WHAT IS EXPECTED - Reproduce the Islamophobia Index passage between "In American Muslim" and "16 in 2020.", inclusive, substituting "American Jews" for every instance of "Jewish Americans".

PASSAGE FOR REVIEW -
In American Muslim Poll: Amid Pandemic and Protest, the Islamophobia Index was recorded mere months before an election where the incumbent was widely seen as fomenting anti-Muslim sentiment as an electoral strategy, both with rhetoric and administration policies like the Muslim Ban. Most notable among our results is the consistent decline in Islamophobia among Jewish Americans from 22 in 2018 to 18 in 2019 to 16 in 2020.
2022
In the American Muslim Poll 2022: A Politics and Pandemic Status Report, for the fourth year, we measured the Islamophobia Index, a measure of the level of public endorsement of five negative stereotypes associated with Muslims in America. The general public scored 25 (on a scale of 0 to 100), on par with 27 in 2020. American Muslims scored 26 on the Islamophobia Index, higher than Jewish Americans who scored the lowest at 17.
Further analysis reveals that higher Islamophobia Index scores among Muslims are driven primarily by Muslims who identify as ‘white.’ In 2020, white Muslims showed increased Islamophobia with a score of 27, followed by an even larger increase in 2022 with a score of 40, significantly higher than white Evangelicals (30). Further research is needed to explain why there has been such a large increase in Islamophobia among white Muslims.

MATERIAL PROVIDED -
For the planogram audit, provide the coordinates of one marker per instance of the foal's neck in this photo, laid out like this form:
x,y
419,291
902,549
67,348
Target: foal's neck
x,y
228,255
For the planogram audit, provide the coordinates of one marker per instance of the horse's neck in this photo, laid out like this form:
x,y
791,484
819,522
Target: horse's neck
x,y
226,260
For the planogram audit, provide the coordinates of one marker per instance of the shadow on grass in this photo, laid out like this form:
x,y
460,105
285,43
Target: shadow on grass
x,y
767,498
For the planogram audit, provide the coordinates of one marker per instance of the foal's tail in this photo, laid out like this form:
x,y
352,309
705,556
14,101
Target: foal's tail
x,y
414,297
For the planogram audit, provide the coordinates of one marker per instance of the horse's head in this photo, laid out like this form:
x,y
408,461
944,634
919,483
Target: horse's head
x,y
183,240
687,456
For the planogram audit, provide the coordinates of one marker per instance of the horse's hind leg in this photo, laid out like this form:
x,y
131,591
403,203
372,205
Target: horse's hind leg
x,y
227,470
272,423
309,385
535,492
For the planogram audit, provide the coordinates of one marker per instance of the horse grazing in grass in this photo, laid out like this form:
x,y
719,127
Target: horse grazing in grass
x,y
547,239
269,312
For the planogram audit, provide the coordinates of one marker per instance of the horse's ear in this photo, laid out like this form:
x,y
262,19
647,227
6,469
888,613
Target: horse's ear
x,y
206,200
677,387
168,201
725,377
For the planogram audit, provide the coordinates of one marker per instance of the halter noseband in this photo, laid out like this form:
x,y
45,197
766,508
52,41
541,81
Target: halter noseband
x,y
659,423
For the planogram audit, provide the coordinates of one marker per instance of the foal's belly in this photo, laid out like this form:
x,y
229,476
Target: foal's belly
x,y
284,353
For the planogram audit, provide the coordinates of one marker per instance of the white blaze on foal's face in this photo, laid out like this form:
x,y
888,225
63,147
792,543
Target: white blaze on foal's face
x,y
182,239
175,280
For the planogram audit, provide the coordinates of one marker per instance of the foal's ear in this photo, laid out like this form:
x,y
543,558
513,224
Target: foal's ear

ANSWER FOR THE TASK -
In American Muslim Poll: Amid Pandemic and Protest, the Islamophobia Index was recorded mere months before an election where the incumbent was widely seen as fomenting anti-Muslim sentiment as an electoral strategy, both with rhetoric and administration policies like the Muslim Ban. Most notable among our results is the consistent decline in Islamophobia among American Jews from 22 in 2018 to 18 in 2019 to 16 in 2020.